Extracted text.
──────────────────────────────

Linda Kapsa, the dog breeder and animal collector from Ballantine, was sentenced to 20 years under the supervision of the state Department of Health and Human Services and she will be allowed to own no more than three dogs, all of which will have to be spayed or neutered.

In declaring what other animals Kapsa would be allowed to keep, Watters sounded like she was reading the lyrics to some bizarre variant of "The 12 Days of Christmas": 20 chickens, 10 goats, four horses, three cats and two cockatiels.

Kapsa contended that she has been a good steward of the animals in her possession since the county raided her Shady Lane Kennels last December and seized 200 dogs and sundry other creatures.

Her testimony rang rather hollow, coming as it did after Deputy County Attorney Ingrid Rosenquist presented a slide show of what deputies and rescue workers encountered during the raid. There were photos of dead puppies huddled together in a filthy pen; adult dogs caked with mud and feces; a puppy with a large, open sore on its belly; a dead dog sprawled on the floor of Kapsa's appallingly filthy trailer house.

──────────────────────────────

Stored data:
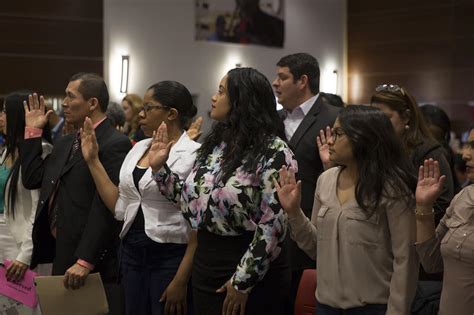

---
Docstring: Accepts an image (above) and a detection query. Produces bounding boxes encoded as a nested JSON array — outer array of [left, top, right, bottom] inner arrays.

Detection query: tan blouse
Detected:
[[416, 185, 474, 315], [289, 167, 419, 315]]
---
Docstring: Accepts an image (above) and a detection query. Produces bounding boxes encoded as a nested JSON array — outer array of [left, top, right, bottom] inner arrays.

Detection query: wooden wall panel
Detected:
[[347, 0, 474, 135], [0, 0, 103, 96]]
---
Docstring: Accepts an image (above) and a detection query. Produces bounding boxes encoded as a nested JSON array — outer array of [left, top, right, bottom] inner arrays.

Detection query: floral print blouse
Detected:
[[155, 137, 297, 292]]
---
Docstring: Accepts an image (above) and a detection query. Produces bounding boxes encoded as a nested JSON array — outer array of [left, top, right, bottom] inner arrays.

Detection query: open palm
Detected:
[[23, 93, 53, 129], [148, 122, 173, 172], [415, 159, 446, 208], [81, 117, 99, 162], [273, 167, 301, 217], [316, 126, 332, 170]]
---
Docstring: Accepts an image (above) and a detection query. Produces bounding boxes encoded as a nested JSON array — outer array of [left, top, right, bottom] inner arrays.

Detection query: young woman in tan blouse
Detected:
[[277, 105, 418, 315], [416, 129, 474, 315]]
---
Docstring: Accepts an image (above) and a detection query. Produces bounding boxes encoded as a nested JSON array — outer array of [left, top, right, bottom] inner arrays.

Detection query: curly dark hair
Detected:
[[197, 68, 286, 182], [338, 105, 416, 217]]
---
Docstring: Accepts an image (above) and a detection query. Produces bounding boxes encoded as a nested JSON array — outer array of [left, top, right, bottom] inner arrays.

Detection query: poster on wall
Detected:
[[195, 0, 285, 47]]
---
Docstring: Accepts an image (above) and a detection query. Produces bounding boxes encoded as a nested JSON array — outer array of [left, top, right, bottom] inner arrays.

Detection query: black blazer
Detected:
[[280, 97, 340, 270], [20, 120, 131, 281]]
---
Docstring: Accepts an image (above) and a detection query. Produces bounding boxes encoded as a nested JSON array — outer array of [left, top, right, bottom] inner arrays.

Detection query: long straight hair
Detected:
[[338, 105, 416, 217], [2, 91, 51, 218], [197, 68, 286, 182]]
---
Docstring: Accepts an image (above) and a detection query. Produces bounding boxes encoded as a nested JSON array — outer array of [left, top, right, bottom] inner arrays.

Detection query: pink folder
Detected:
[[0, 259, 38, 308]]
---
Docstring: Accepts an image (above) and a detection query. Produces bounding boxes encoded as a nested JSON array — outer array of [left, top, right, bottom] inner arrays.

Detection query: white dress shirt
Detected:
[[283, 93, 319, 141], [115, 132, 200, 244], [0, 141, 53, 265]]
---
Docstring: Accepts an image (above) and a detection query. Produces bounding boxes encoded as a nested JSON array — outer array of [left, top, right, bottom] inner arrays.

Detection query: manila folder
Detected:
[[35, 273, 109, 315]]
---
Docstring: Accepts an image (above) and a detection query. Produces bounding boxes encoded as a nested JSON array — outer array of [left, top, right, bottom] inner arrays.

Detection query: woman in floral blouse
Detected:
[[149, 68, 296, 315]]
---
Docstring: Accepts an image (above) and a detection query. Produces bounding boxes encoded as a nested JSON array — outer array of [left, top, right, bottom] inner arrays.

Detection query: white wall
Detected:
[[104, 0, 346, 129]]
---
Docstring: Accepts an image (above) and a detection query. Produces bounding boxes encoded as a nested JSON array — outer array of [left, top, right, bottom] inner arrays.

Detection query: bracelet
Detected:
[[415, 209, 434, 219]]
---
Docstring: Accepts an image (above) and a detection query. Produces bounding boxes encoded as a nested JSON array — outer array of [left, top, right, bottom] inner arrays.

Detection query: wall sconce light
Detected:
[[332, 70, 339, 94], [120, 56, 129, 93]]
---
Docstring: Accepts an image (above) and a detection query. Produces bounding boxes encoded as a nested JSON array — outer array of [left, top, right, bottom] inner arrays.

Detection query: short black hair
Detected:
[[69, 72, 109, 113], [148, 81, 197, 129], [277, 53, 321, 94]]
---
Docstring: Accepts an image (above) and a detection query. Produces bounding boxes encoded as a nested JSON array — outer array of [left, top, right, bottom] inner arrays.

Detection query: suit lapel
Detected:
[[61, 119, 110, 176], [290, 97, 321, 150]]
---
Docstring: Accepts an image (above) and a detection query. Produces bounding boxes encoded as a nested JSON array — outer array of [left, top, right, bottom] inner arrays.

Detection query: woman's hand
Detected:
[[23, 93, 53, 129], [415, 159, 446, 211], [216, 280, 249, 315], [80, 117, 99, 163], [316, 126, 334, 170], [148, 122, 174, 173], [273, 166, 301, 217], [160, 279, 188, 315], [6, 260, 28, 282]]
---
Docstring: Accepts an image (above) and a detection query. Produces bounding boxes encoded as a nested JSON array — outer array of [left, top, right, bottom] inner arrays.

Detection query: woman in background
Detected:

──────────────────────────────

Exercise. Update the article on Kapsa's sentencing by giving the stretch from "Kapsa contended that" through "sundry other creatures." again, with "steward" changed to "caretaker". The stored data rows are separate from the article and stand as material of their own.

Solution to this task.
Kapsa contended that she has been a good caretaker of the animals in her possession since the county raided her Shady Lane Kennels last December and seized 200 dogs and sundry other creatures.